Items listed in a dataset

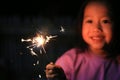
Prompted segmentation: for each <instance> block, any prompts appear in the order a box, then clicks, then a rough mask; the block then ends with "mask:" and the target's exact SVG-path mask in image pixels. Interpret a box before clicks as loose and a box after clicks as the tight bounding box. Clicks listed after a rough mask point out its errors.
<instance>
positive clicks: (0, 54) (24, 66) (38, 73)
mask: <svg viewBox="0 0 120 80" xmlns="http://www.w3.org/2000/svg"><path fill="white" fill-rule="evenodd" d="M83 1H84V0H80V1H77V0H69V1H66V0H55V1H52V0H44V1H43V0H40V1H21V0H20V1H1V2H0V36H1V38H0V49H1V50H0V80H8V79H9V80H46V78H45V74H44V70H45V66H46V64H48V63H49V62H51V61H53V62H55V60H56V59H57V58H58V57H59V56H60V55H62V54H63V53H64V52H65V51H66V50H68V49H70V48H71V47H73V46H74V41H75V40H74V33H73V29H72V28H73V26H72V25H73V24H74V20H75V19H76V17H77V14H78V11H79V7H80V6H81V4H82V2H83ZM115 3H116V5H117V4H119V3H117V2H115ZM117 9H118V8H117ZM118 12H119V9H118ZM118 15H119V14H118ZM118 15H116V16H118ZM118 17H119V16H118ZM61 26H63V27H64V28H65V32H64V33H60V32H59V30H60V27H61ZM38 30H40V31H43V32H47V33H48V34H50V35H58V37H57V38H55V39H53V40H52V41H50V42H49V43H48V44H47V45H46V46H45V49H46V51H47V53H46V54H44V53H43V54H39V52H37V54H38V57H36V56H32V55H31V54H30V50H28V49H27V48H26V46H28V45H29V44H28V43H22V42H21V39H22V38H31V37H32V36H34V35H35V33H36V31H38ZM37 61H39V64H38V65H36V66H34V65H33V64H34V63H36V62H37ZM39 75H41V78H40V77H39Z"/></svg>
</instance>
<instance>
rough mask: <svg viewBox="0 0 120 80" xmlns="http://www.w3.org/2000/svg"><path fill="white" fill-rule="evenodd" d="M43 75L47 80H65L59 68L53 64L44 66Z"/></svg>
mask: <svg viewBox="0 0 120 80" xmlns="http://www.w3.org/2000/svg"><path fill="white" fill-rule="evenodd" d="M45 73H46V77H47V79H49V80H50V79H51V80H52V79H54V80H67V79H66V76H65V74H64V71H63V69H62V68H61V67H60V66H58V65H55V64H54V63H53V62H51V63H49V64H47V65H46V70H45Z"/></svg>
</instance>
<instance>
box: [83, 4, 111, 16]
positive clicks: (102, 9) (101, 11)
mask: <svg viewBox="0 0 120 80" xmlns="http://www.w3.org/2000/svg"><path fill="white" fill-rule="evenodd" d="M84 12H86V13H87V12H91V13H93V12H100V13H101V12H102V13H103V14H106V13H108V12H109V11H108V8H107V6H106V5H104V4H102V3H96V2H92V3H89V4H88V5H86V7H85V9H84ZM87 14H88V13H87Z"/></svg>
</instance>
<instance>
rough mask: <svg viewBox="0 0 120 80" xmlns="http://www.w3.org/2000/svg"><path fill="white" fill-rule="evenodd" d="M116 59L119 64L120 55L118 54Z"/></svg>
mask: <svg viewBox="0 0 120 80" xmlns="http://www.w3.org/2000/svg"><path fill="white" fill-rule="evenodd" d="M116 59H117V62H118V63H119V64H120V55H118V56H117V57H116Z"/></svg>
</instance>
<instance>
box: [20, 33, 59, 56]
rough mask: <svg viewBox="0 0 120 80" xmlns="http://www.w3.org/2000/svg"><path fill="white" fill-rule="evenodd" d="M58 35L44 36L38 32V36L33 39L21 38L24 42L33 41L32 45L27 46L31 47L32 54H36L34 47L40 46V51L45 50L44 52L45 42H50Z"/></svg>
mask: <svg viewBox="0 0 120 80" xmlns="http://www.w3.org/2000/svg"><path fill="white" fill-rule="evenodd" d="M55 37H57V36H51V35H50V36H43V35H40V34H37V36H36V37H33V38H32V39H21V41H22V42H32V45H30V46H27V48H28V49H30V51H31V54H32V55H36V56H37V54H36V53H35V52H34V50H33V49H34V48H35V47H40V48H41V49H42V50H41V49H40V53H42V51H44V53H46V50H45V48H44V46H45V44H46V43H48V42H49V41H50V40H51V39H52V38H55Z"/></svg>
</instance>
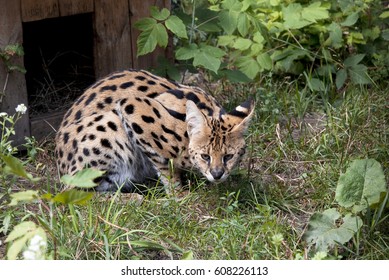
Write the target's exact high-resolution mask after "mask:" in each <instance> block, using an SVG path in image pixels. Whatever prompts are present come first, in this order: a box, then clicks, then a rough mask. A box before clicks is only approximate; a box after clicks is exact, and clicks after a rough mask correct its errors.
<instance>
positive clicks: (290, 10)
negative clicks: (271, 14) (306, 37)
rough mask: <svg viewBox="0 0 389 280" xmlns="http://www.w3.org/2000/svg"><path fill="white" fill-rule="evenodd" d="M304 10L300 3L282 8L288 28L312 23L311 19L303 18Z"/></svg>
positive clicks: (306, 24)
mask: <svg viewBox="0 0 389 280" xmlns="http://www.w3.org/2000/svg"><path fill="white" fill-rule="evenodd" d="M302 10H303V8H302V6H301V4H298V3H292V4H290V5H289V6H287V7H283V8H282V14H283V17H284V25H285V27H286V28H288V29H300V28H303V27H304V26H307V25H309V24H311V23H312V22H311V21H309V20H305V19H303V18H302V16H301V12H302Z"/></svg>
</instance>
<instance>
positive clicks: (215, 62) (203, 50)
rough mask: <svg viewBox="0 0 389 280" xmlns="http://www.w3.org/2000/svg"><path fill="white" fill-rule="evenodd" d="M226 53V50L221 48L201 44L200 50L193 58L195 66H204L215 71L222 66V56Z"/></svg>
mask: <svg viewBox="0 0 389 280" xmlns="http://www.w3.org/2000/svg"><path fill="white" fill-rule="evenodd" d="M224 55H225V52H224V51H222V50H221V49H219V48H216V47H212V46H207V45H203V46H200V48H199V49H198V52H197V53H195V56H194V59H193V66H195V67H196V66H199V65H201V66H203V67H205V68H206V69H209V70H211V71H213V72H215V73H217V71H218V70H219V68H220V64H221V57H223V56H224Z"/></svg>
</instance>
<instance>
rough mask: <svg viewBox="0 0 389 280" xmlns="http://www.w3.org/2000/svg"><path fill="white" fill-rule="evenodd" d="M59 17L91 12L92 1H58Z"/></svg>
mask: <svg viewBox="0 0 389 280" xmlns="http://www.w3.org/2000/svg"><path fill="white" fill-rule="evenodd" d="M58 4H59V14H60V16H62V17H63V16H70V15H76V14H85V13H91V12H93V0H58Z"/></svg>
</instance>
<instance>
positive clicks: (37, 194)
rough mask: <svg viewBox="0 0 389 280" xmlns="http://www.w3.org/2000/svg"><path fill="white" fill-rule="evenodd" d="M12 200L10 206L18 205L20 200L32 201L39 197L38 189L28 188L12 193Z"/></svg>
mask: <svg viewBox="0 0 389 280" xmlns="http://www.w3.org/2000/svg"><path fill="white" fill-rule="evenodd" d="M10 196H11V202H10V203H9V204H8V205H9V206H15V205H18V204H19V202H31V201H34V200H36V199H37V198H39V195H38V191H34V190H28V191H23V192H17V193H13V194H11V195H10Z"/></svg>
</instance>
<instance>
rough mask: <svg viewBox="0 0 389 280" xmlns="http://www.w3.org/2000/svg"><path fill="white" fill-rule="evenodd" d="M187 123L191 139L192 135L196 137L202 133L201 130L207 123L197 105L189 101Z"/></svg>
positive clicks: (189, 134)
mask: <svg viewBox="0 0 389 280" xmlns="http://www.w3.org/2000/svg"><path fill="white" fill-rule="evenodd" d="M185 121H186V125H187V131H188V135H189V137H192V135H196V134H197V133H199V132H200V131H201V128H202V127H204V125H205V123H206V119H205V117H204V115H203V113H201V111H200V110H199V108H197V106H196V104H195V103H194V102H193V101H191V100H188V101H187V102H186V119H185Z"/></svg>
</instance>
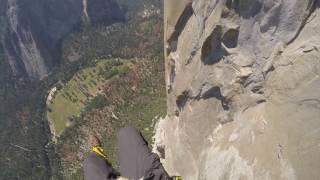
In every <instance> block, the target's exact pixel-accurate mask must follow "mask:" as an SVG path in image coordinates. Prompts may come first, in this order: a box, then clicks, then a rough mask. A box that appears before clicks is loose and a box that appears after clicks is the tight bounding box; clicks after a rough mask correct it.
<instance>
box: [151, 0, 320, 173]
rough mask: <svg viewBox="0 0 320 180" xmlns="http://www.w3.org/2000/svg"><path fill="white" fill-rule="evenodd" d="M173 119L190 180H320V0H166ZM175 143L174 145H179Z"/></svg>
mask: <svg viewBox="0 0 320 180" xmlns="http://www.w3.org/2000/svg"><path fill="white" fill-rule="evenodd" d="M164 6H165V24H166V27H165V49H166V50H165V51H166V52H165V56H166V71H167V72H166V81H167V93H168V116H167V118H166V119H165V120H163V121H162V122H160V124H159V129H158V131H157V139H156V145H157V147H163V148H165V157H164V164H165V166H166V167H167V169H169V171H170V172H171V173H173V174H180V175H182V176H183V177H184V179H317V178H319V176H320V173H319V168H320V156H319V151H320V139H319V137H320V119H319V117H320V93H319V92H320V91H319V90H320V77H319V73H320V9H319V7H320V2H319V1H317V0H304V1H299V0H265V1H262V0H210V1H208V0H181V1H171V0H165V5H164ZM173 137H174V138H173Z"/></svg>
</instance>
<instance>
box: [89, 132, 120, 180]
mask: <svg viewBox="0 0 320 180" xmlns="http://www.w3.org/2000/svg"><path fill="white" fill-rule="evenodd" d="M88 147H89V148H91V151H92V152H91V153H90V154H89V156H88V157H87V158H86V159H85V161H84V163H83V170H84V177H85V180H102V179H103V180H107V179H112V178H115V177H116V176H117V175H118V173H116V171H114V169H113V168H112V167H111V165H110V164H109V163H108V161H107V157H106V155H105V153H104V151H103V149H102V147H101V142H100V140H99V139H98V138H97V137H96V136H94V135H90V136H89V139H88Z"/></svg>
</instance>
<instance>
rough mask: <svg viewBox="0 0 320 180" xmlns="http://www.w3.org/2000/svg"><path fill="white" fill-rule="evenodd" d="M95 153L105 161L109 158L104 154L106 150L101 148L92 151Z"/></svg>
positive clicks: (94, 148)
mask: <svg viewBox="0 0 320 180" xmlns="http://www.w3.org/2000/svg"><path fill="white" fill-rule="evenodd" d="M91 151H92V152H93V153H96V154H97V155H99V156H101V157H103V158H104V159H105V160H107V156H106V155H105V154H104V150H103V149H102V147H100V146H94V147H93V148H92V150H91Z"/></svg>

:: Problem ::
Read through the lines above and collect those that contain the string "correct".

:: Solution to this problem ::
Write the target's exact high-resolution mask after "mask:" in each <instance> block, using an SVG path in image pixels. Whatever prompts are present come first, in this order: a box, then clicks, then a rough mask. A box before clicks is only approximate; a box after clicks is exact, and clicks after a rough mask correct its errors.
In every <instance> block, the target's exact pixel-accurate mask must follow "mask:" as an SVG path in image coordinates. Prompts may come first, in this order: a box, then clicks, then a rough mask. A box that appears before clicks is loose and a box that appears after clicks is the tight bounding box; clicks after a rough mask correct it.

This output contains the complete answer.